> _AIM OF THE TASK_
Your task is to repeat the records exactly from the line containing "Phrase: brown goat" onward, through the final line.

******

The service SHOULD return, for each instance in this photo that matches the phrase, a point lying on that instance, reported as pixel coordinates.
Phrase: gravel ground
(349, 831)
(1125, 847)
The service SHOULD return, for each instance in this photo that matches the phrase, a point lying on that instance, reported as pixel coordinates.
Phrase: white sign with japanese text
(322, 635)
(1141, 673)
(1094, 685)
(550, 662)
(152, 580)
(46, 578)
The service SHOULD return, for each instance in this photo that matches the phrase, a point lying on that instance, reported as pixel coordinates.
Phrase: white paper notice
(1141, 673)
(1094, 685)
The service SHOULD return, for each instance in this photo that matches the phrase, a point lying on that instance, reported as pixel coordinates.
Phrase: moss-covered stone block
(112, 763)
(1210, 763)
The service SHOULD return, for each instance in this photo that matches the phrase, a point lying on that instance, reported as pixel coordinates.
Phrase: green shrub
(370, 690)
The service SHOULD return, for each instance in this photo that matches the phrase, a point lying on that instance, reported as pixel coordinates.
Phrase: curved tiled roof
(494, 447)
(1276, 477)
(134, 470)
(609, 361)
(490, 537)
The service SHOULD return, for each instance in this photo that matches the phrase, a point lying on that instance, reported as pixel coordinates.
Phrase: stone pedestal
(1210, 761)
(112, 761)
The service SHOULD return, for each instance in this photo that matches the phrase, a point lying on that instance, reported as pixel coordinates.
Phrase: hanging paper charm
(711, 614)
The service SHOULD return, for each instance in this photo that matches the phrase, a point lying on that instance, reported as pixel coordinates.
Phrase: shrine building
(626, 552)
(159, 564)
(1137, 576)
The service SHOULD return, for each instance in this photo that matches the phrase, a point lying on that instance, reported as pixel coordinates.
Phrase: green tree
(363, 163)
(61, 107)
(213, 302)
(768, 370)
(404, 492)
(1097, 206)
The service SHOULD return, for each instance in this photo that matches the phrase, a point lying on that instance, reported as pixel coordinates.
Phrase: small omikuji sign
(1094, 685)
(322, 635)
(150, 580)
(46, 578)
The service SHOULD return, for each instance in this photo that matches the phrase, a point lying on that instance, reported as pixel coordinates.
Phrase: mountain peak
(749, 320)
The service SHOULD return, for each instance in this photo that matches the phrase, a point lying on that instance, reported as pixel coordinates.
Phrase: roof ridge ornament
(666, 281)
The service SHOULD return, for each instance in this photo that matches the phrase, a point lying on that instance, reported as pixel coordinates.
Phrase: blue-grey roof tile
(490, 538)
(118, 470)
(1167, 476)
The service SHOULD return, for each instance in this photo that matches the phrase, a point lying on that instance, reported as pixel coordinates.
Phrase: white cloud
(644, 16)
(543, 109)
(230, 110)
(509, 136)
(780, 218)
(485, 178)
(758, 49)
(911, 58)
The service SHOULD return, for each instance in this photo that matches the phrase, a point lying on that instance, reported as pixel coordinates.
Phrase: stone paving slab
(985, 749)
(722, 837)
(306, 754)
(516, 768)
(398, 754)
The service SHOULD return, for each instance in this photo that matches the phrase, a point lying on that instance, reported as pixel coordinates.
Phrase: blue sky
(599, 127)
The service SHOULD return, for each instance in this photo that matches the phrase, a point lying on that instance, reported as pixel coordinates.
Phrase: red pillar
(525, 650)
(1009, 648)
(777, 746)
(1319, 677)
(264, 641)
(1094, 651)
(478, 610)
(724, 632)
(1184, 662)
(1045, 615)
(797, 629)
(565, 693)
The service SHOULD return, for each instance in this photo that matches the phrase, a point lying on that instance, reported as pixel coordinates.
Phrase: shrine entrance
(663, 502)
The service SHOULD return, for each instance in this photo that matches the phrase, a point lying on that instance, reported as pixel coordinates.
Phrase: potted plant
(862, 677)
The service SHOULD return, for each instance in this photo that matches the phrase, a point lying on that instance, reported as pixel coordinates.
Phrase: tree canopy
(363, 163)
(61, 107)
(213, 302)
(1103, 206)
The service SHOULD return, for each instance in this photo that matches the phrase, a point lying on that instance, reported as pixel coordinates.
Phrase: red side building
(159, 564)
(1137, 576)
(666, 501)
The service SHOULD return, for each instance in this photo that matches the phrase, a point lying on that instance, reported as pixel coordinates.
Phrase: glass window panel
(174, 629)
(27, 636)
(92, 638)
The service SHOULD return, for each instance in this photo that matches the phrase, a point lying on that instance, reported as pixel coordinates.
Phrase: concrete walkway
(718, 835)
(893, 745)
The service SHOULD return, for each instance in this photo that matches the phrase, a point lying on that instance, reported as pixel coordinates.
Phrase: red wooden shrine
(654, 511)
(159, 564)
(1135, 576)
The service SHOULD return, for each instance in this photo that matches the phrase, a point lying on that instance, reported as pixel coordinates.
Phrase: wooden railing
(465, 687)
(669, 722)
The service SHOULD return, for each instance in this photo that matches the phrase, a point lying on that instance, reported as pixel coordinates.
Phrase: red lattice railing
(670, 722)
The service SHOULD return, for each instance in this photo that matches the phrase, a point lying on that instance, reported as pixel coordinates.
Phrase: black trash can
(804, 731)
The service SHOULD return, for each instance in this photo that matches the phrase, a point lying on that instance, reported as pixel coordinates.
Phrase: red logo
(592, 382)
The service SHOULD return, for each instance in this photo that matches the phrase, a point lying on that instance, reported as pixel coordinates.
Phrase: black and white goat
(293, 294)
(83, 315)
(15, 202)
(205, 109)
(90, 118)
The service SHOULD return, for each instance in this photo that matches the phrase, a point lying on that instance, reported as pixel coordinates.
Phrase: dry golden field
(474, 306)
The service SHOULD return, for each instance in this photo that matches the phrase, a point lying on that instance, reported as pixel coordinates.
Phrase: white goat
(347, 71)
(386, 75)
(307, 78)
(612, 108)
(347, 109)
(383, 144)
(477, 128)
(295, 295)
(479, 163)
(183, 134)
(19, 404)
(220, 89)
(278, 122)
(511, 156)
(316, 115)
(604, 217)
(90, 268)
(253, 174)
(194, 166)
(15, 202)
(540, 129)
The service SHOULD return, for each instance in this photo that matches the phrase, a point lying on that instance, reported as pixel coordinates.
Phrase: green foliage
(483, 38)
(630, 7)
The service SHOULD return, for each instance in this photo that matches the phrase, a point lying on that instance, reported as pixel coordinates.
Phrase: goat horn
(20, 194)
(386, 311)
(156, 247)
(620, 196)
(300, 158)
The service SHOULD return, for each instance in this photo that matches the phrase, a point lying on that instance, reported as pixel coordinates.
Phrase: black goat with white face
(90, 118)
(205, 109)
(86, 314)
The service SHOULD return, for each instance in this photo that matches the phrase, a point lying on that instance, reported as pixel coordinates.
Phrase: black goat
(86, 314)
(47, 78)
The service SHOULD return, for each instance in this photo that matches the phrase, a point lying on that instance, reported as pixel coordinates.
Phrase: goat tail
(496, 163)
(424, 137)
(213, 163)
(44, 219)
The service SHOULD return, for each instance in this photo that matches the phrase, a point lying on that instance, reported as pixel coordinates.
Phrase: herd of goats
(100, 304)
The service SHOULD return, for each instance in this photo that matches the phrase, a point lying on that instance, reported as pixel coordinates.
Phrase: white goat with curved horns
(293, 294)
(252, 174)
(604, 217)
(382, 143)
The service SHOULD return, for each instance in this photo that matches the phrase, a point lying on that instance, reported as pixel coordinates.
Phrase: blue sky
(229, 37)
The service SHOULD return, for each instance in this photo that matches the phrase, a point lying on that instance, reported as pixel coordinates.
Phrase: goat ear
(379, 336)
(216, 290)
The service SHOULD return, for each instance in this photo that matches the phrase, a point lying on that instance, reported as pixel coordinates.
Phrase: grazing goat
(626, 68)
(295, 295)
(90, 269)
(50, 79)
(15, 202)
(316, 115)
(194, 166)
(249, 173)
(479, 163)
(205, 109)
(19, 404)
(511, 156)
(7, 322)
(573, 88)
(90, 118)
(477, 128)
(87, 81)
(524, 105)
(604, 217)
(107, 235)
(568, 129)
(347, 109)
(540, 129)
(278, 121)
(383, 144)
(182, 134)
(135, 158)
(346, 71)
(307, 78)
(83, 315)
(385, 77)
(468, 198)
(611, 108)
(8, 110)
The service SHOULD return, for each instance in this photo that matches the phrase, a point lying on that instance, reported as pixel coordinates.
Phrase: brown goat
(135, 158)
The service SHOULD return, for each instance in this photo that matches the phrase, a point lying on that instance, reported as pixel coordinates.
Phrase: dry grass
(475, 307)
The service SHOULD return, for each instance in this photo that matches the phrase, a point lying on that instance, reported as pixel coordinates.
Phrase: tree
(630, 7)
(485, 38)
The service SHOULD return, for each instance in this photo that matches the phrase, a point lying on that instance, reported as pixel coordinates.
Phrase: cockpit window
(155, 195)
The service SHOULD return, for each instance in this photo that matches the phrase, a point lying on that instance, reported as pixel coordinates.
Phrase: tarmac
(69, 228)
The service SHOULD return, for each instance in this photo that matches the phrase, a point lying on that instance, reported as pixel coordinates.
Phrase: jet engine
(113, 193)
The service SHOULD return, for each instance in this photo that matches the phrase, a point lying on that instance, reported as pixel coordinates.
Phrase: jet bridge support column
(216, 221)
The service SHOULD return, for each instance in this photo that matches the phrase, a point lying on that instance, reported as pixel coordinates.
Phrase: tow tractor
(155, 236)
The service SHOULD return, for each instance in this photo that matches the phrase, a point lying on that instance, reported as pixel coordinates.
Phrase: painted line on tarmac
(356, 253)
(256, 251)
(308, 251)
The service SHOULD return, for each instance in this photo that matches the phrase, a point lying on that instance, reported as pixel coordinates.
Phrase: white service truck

******

> _RESULT OF THE EXERCISE_
Phrase: brown goat
(135, 158)
The service SHOULD return, for each instance in this photo that matches the phrase, a point lying on that instance, reported as pixel coordinates.
Phrase: dry grass
(475, 307)
The service SHOULD return, for each instance in this photo that matches the phrase, a point lying on that instance, reported as pixel coordinates.
Phrase: tree
(630, 7)
(485, 38)
The service SHOULD return, for each instance in this photo that matches the phrase, a point lying on that instance, reported as pixel coordinates.
Phrase: cockpit window
(155, 195)
The service SHOULD return, for each instance in this photo that matches the phrase, a point lying on that instance, reported as pixel coordinates.
Phrase: tarmac
(69, 228)
The service SHOULD return, for each instance in this photo that matches the phrase, a point lying on that instance, reported as pixel coordinates.
Phrase: jet engine
(113, 193)
The service SHOULD return, for each instance in this photo that matches the phrase, a point lying on that instance, reported as pixel coordinates.
Phrase: jet bridge support column
(216, 221)
The service SHOULD return, for each instance in this photo that matches the phrase, a point lying on that instance, reported as pixel coordinates.
Phrase: tow tractor
(155, 236)
The service SHOULD return, for each instance in this photo that matches the phrase, a point lying on that instance, reported as pixel coordinates.
Phrase: painted line on tarmac
(356, 253)
(256, 251)
(308, 251)
The service SHOULD return, for each instance in this photo that matches the phrase, a point lying on that instance, reported as pixel coordinates.
Phrase: white service truck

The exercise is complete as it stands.